### Work to do
Rewrite the records below, changing every "top-left" to "upper-left" and leaving everything else untouched.

Records from a dataset
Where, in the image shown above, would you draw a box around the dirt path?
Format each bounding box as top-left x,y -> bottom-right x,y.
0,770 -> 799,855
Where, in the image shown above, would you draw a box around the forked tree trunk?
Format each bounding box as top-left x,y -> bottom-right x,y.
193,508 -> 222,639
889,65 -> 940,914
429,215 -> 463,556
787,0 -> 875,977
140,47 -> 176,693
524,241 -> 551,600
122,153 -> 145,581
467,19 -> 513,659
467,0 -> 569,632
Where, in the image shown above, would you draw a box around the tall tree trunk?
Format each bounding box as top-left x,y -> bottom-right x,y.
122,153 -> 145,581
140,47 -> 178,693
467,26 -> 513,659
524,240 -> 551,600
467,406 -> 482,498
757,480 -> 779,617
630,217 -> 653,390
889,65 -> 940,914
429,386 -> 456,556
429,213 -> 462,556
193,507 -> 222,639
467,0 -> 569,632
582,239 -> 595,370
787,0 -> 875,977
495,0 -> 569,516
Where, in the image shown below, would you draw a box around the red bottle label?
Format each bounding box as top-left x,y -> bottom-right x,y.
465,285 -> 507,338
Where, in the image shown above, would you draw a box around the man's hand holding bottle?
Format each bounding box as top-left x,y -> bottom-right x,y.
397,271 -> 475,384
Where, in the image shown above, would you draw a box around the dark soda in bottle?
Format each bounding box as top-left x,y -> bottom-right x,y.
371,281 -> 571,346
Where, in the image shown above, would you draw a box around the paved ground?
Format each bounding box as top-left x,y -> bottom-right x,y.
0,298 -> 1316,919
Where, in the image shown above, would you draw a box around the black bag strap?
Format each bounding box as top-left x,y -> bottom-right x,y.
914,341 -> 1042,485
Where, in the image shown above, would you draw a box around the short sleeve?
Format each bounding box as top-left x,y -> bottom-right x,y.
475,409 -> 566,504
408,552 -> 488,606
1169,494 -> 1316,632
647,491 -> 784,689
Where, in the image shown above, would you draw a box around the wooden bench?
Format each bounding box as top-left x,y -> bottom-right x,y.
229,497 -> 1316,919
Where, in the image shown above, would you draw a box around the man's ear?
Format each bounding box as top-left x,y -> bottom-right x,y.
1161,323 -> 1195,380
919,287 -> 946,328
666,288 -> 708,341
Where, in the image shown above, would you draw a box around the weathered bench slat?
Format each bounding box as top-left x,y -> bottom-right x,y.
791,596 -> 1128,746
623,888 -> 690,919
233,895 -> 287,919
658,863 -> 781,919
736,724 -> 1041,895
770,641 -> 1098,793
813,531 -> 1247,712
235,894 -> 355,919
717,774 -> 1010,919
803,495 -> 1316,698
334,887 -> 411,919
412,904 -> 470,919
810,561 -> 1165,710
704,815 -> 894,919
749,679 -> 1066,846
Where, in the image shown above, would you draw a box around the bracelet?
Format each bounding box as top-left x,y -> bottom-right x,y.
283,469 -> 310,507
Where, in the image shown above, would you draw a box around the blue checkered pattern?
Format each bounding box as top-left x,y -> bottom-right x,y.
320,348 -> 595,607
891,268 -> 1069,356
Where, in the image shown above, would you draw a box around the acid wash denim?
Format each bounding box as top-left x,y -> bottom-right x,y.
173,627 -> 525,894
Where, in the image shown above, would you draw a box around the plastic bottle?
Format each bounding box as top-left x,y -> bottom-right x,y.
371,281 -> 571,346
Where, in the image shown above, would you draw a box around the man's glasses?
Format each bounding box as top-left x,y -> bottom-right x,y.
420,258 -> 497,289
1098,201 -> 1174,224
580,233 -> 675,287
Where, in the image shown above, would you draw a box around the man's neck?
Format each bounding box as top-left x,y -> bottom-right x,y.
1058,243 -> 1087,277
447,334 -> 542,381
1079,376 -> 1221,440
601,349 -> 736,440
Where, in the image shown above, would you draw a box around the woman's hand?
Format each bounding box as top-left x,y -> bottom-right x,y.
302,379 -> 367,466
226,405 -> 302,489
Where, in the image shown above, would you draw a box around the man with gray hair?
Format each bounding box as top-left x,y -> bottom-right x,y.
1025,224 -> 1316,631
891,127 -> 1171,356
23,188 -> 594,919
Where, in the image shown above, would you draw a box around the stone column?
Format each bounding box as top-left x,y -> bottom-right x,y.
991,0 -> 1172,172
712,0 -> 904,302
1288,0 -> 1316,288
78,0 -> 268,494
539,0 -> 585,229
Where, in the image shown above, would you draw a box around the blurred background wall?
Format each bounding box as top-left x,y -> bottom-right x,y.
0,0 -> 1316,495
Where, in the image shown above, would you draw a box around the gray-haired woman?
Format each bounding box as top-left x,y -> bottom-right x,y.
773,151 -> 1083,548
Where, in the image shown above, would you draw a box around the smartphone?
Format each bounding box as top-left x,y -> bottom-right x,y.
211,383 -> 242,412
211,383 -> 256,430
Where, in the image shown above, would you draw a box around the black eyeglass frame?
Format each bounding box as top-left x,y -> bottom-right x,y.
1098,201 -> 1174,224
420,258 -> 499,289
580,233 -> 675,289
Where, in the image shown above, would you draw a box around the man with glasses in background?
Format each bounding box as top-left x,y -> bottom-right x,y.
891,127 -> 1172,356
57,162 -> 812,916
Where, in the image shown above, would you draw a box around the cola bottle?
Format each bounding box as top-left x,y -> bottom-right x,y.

### Answer to the problem
Where, in the image shown above, would you draw a box around the dirt path?
Format each bounding box as upper-left x,y -> bottom-right x,y.
0,770 -> 799,855
Where, in the image shown above, would you draw a box around the forked tree trunk?
Format each bounding box as upper-left x,y -> bottom-right x,y.
193,508 -> 222,639
889,65 -> 940,914
429,215 -> 463,556
787,0 -> 875,977
140,47 -> 176,693
524,241 -> 551,600
122,153 -> 145,581
467,19 -> 513,659
467,0 -> 569,632
Where, in the image shown above, would you draw a box around the tall tree trunk?
Format each bounding box as upper-left x,y -> bottom-right x,y.
122,153 -> 145,581
140,47 -> 178,693
467,26 -> 513,659
524,240 -> 551,600
467,406 -> 482,498
757,480 -> 779,617
630,217 -> 653,390
889,65 -> 940,914
429,386 -> 456,556
429,213 -> 462,556
193,507 -> 222,639
467,0 -> 569,632
582,239 -> 595,370
787,0 -> 875,977
495,0 -> 569,516
Where, in the image shown below, would you draw a box around the red bottle label?
Format each bounding box as upper-left x,y -> bottom-right x,y.
465,285 -> 507,338
Where, in the image shown above, would you draw a box around the man's hand holding bottle?
Format each bounding box as upper-left x,y -> bottom-right x,y.
397,271 -> 475,384
Where, in the image shown above, would you draw a box around the dark soda in bottle?
Format each bounding box as upper-left x,y -> bottom-right x,y.
371,281 -> 571,346
Where, in the image shown above, would you draw a box around the paved ground?
Format each bounding box as upper-left x,y -> bottom-right x,y.
0,298 -> 1316,919
Where, in the image shown above, would you draw a box around the black bag strap?
Format each bounding box as upper-left x,y -> bottom-right x,y.
914,341 -> 1042,485
Where, in the image shown above, would you draw a box around the short sleeve?
Format each bounding box as upper-left x,y -> bottom-right x,y.
475,409 -> 566,504
408,552 -> 488,606
1169,494 -> 1316,632
647,491 -> 784,689
Where, in the image shown above, would you draw a box around the wooden bench?
Format each bounding box as upper-left x,y -> bottom-right x,y.
229,497 -> 1316,919
Where, in the image shown above, would you draw a box around the man's ear?
Format each bounding box as upper-left x,y -> bottom-right x,y.
1161,323 -> 1195,380
919,287 -> 946,328
666,288 -> 708,341
Where, in the image shown above, would you draw a box around the weathered bench slat?
Format each bounding box as upper-left x,y -> bottom-right x,y.
791,596 -> 1128,746
623,888 -> 690,919
233,895 -> 287,919
658,863 -> 781,919
736,724 -> 1041,895
770,641 -> 1098,793
813,531 -> 1247,712
235,894 -> 355,919
717,774 -> 1010,919
803,495 -> 1316,698
334,887 -> 411,919
412,904 -> 470,919
810,561 -> 1165,710
704,815 -> 894,919
749,679 -> 1066,846
Where, in the image shown above, would you draw a box around the bracelet?
Format each bounding box as upper-left x,y -> bottom-right x,y.
283,469 -> 310,507
Where, in the image shown above, would you draw a box around the blue checkered pattern?
Format each bounding box as upper-left x,y -> bottom-right x,y.
320,348 -> 595,607
891,268 -> 1069,356
Where, in the image shown above, would you draw a box around the acid wash denim?
Format each bounding box as upper-left x,y -> bottom-right x,y.
173,627 -> 525,894
Where, in the image shown above, would you draw a box around the plastic bottle?
Format each bounding box as upper-left x,y -> bottom-right x,y.
371,281 -> 571,346
Where, in the image shown above, would you draw a box around the man's glasses?
Format each bounding box as upper-left x,y -> bottom-right x,y.
420,258 -> 497,289
1098,201 -> 1174,224
580,233 -> 675,287
Where, in the image shown above, would you draw a box around the man's neck?
Format each bounding box as upper-left x,y -> bottom-right x,y.
1058,243 -> 1087,277
447,334 -> 542,381
1079,376 -> 1221,440
601,349 -> 736,440
Where, in the image shown above, would you draw a box around the woman's hand?
Format each bounding box as upper-left x,y -> bottom-right x,y.
302,379 -> 367,466
226,405 -> 302,489
Where, in the image shown above, would you draw a box around the man with gray hair?
Format each bounding box as upper-left x,y -> bottom-right x,y.
1025,224 -> 1316,631
891,127 -> 1171,356
23,188 -> 594,919
Where, in the image shown above, would you draw a box around the stone column?
Format each bounding box as upper-left x,y -> bottom-right x,y.
991,0 -> 1172,172
712,0 -> 904,302
1288,0 -> 1316,288
78,0 -> 268,494
539,0 -> 585,229
Where, in the image shown above, would you draw a box around the blurred background wall?
Format each bounding box as upper-left x,y -> bottom-right x,y.
0,0 -> 1316,495
Where, in the image shown above, would you draw a box around the gray-haired woman?
Format each bounding box as upper-left x,y -> bottom-right x,y.
773,151 -> 1083,548
Where, in the image shown above, would you draw a box around the smartphone?
Format each bounding box as upper-left x,y -> bottom-right x,y.
211,383 -> 242,412
211,383 -> 256,430
Where, in the image shown above, would you draw a box around the black eyeglass frame?
Format each bounding box as upper-left x,y -> bottom-right x,y.
1098,201 -> 1174,224
420,258 -> 499,289
580,233 -> 675,289
Where, in the image shown above, would you draw a box around the man with glasses in background?
Format each bounding box as upper-left x,y -> bottom-right x,y.
891,127 -> 1172,356
57,162 -> 812,916
Where, in the image shown above, would you draw a box around the cola bottle?
Format each bounding box as upper-left x,y -> bottom-right x,y.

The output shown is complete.